TASK OBJECTIVE: Each record, minus any picture, should be returned exactly as written.

SOURCE MATERIAL:

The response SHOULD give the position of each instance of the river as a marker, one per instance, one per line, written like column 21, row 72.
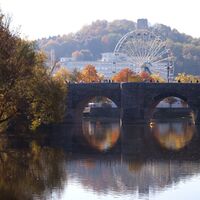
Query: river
column 103, row 160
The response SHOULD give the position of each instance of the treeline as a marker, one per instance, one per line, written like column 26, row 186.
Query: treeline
column 102, row 36
column 29, row 95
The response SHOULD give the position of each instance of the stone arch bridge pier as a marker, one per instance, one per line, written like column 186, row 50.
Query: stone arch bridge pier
column 136, row 101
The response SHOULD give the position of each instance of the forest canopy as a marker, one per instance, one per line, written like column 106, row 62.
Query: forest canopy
column 102, row 36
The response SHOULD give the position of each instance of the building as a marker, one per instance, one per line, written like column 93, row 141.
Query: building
column 109, row 65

REPLY TO THE TASK:
The response SHOULD give the position of each instance of the river as a marker, one per instance, one per line, written like column 21, row 72.
Query: river
column 103, row 160
The response SHOULD give the position of each instance of the treeline as a marker, one per instance, one per line, written like column 26, row 186.
Query: treeline
column 102, row 36
column 29, row 95
The response SHOULD give the position of each instance of the stone arch bridge pier as a marker, one per instance, one per line, written like column 186, row 50.
Query: stone arch bridge pier
column 136, row 101
The response SHOULD give the position of each instance of the forest canopy as a marker, one per instance, one per line, written like column 106, row 62.
Query: forest canopy
column 102, row 36
The response SHOULD give the position of each instance of the building as a marker, one per instance, one per line, written like column 93, row 141.
Query: building
column 109, row 65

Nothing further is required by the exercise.